**PASSAGE:**
_ _ _
# Our newest addition! Needs a name.



## goatnutty (Oct 9, 2007)

Well Saturday we are going to pick up our bottle buckling that was born yesterday from Roll Farms  
You can see pictures she posted on her website..ruby's twins at the top of the page, he's on the right 
http://www.rollfarms.com/id33.html
He's in need of a name, all suggestions welcome!


----------



## JaLyn (Oct 10, 2012)

I too live in southern indiana..He's a doll..Are you wanting reg name ideas or pet name ideas?


----------



## goatnutty (Oct 9, 2007)

We live in new Alsace near sunman. And he won't be registered as he is being shown as a 4h market wether so any name


----------



## JaLyn (Oct 10, 2012)

Dante, Brodie, Brock, Remy, River (my sons middle name lol),


----------



## goatnutty (Oct 9, 2007)

I like those! I got his brother last year and named him ruger so might keep a similar theme


----------



## JenVise (Dec 7, 2012)

Remington would be a cute name if his brother is Ruger....


----------



## JenVise (Dec 7, 2012)

Then you could get two more and name them Smith & Wesson


----------



## WhisperingWillowNDG (Jul 20, 2011)

I named my boxer Winchester ;-) have a sign that says "Property protected by Winchester" LOL! We were thinking of getting him a buddy and name him Ruger lol!


----------



## fiberchick04 (Mar 8, 2010)

Savage is another gun brand. Weatherby. 1911. Bersa. He's adorable!


----------



## JenVise (Dec 7, 2012)

Small world! I have a cocker spaniel named Winchester


----------



## goatnutty (Oct 9, 2007)
_ _ _
**DATASET RECORDS:**
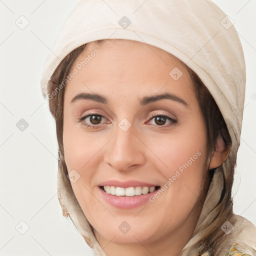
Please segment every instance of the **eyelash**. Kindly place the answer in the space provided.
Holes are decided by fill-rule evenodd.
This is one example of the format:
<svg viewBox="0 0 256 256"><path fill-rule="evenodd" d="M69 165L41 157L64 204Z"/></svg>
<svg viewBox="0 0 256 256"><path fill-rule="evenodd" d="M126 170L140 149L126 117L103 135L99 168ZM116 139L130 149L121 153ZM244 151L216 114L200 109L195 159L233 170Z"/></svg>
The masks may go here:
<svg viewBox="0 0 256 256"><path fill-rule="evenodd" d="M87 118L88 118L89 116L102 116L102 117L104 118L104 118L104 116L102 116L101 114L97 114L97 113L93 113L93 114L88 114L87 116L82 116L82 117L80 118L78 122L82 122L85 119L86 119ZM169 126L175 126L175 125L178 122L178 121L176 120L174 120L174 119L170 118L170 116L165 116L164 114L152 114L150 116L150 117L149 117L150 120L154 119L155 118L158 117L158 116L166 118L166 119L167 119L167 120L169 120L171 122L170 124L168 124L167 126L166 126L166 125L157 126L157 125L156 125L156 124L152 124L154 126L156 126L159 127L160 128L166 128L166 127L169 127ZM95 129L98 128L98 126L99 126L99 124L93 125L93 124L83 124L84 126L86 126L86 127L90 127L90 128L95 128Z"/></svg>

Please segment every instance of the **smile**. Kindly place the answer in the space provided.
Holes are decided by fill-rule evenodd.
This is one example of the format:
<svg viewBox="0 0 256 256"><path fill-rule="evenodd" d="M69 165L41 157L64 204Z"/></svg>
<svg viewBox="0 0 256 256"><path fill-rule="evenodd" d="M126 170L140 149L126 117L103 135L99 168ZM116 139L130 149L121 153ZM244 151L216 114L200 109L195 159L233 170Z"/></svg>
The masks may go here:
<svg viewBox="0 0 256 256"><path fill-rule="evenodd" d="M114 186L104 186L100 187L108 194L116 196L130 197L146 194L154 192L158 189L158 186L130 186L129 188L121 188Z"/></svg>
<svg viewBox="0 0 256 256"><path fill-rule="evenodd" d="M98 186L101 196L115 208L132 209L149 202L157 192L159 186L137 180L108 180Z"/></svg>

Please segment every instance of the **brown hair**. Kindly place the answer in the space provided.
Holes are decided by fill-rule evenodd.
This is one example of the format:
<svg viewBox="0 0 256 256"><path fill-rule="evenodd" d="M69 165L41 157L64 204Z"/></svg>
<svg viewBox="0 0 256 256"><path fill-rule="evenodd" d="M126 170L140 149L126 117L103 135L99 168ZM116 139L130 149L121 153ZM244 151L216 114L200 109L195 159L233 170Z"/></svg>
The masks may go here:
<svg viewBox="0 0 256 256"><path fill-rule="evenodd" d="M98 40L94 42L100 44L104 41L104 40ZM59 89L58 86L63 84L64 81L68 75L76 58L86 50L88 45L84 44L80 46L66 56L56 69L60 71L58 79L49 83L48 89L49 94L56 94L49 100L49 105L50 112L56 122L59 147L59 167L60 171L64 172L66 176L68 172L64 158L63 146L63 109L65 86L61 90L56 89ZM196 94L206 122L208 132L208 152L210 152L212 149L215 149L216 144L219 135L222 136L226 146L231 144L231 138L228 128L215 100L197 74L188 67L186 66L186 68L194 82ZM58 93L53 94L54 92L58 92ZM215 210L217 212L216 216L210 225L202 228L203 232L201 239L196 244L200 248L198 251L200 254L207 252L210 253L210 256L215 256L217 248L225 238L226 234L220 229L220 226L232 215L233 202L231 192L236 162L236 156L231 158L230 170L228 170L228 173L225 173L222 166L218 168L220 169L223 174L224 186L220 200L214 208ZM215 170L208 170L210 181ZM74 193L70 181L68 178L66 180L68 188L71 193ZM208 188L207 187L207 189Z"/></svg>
_ _ _
**WRITTEN TASK 1:** Output the entire goat-naming thread word for word.
**WRITTEN TASK 2:** From the entries, return only the lines that start with the one containing "Please segment every instance of the **smile**." and run through the one containing "186L101 196L115 208L132", both included, reproduced verbatim.
The goat-naming thread and the entries are unrelated material.

**TASK ANSWER 1:**
# Our newest addition! Needs a name.



## goatnutty (Oct 9, 2007)

Well Saturday we are going to pick up our bottle buckling that was born yesterday from Roll Farms  
You can see pictures she posted on her website..ruby's twins at the top of the page, he's on the right 
http://www.rollfarms.com/id33.html
He's in need of a name, all suggestions welcome!


----------



## JaLyn (Oct 10, 2012)

I too live in southern indiana..He's a doll..Are you wanting reg name ideas or pet name ideas?


----------



## goatnutty (Oct 9, 2007)

We live in new Alsace near sunman. And he won't be registered as he is being shown as a 4h market wether so any name


----------



## JaLyn (Oct 10, 2012)

Dante, Brodie, Brock, Remy, River (my sons middle name lol),


----------



## goatnutty (Oct 9, 2007)

I like those! I got his brother last year and named him ruger so might keep a similar theme


----------



## JenVise (Dec 7, 2012)

Remington would be a cute name if his brother is Ruger....


----------



## JenVise (Dec 7, 2012)

Then you could get two more and name them Smith & Wesson


----------



## WhisperingWillowNDG (Jul 20, 2011)

I named my boxer Winchester ;-) have a sign that says "Property protected by Winchester" LOL! We were thinking of getting him a buddy and name him Ruger lol!


----------



## fiberchick04 (Mar 8, 2010)

Savage is another gun brand. Weatherby. 1911. Bersa. He's adorable!


----------



## JenVise (Dec 7, 2012)

Small world! I have a cocker spaniel named Winchester


----------



## goatnutty (Oct 9, 2007)

**TASK ANSWER 2:**
Please segment every instance of the **smile**. Kindly place the answer in the space provided.
Holes are decided by fill-rule evenodd.
This is one example of the format:
<svg viewBox="0 0 256 256"><path fill-rule="evenodd" d="M69 165L41 157L64 204Z"/></svg>
<svg viewBox="0 0 256 256"><path fill-rule="evenodd" d="M126 170L140 149L126 117L103 135L99 168ZM116 139L130 149L121 153ZM244 151L216 114L200 109L195 159L233 170Z"/></svg>
The masks may go here:
<svg viewBox="0 0 256 256"><path fill-rule="evenodd" d="M114 186L104 186L100 187L108 194L116 196L130 197L146 194L154 192L158 189L158 186L130 186L129 188L121 188Z"/></svg>
<svg viewBox="0 0 256 256"><path fill-rule="evenodd" d="M98 186L101 196L115 208L132 209L149 202L157 192L159 186L137 180L108 180Z"/></svg>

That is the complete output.